**Task statement**
Look for "Query" in each line of the entries, and return the matching lines.
**** Input data
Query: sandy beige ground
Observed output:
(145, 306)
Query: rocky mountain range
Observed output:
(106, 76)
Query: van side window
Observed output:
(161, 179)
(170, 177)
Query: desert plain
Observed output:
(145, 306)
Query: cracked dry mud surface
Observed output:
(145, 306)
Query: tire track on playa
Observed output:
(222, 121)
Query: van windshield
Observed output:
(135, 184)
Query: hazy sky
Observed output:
********
**Answer box**
Query: sandy beige ground
Query: rocky mountain range
Query: van side window
Query: desert plain
Query: cracked dry mud surface
Query: tire track on playa
Query: van windshield
Query: hazy sky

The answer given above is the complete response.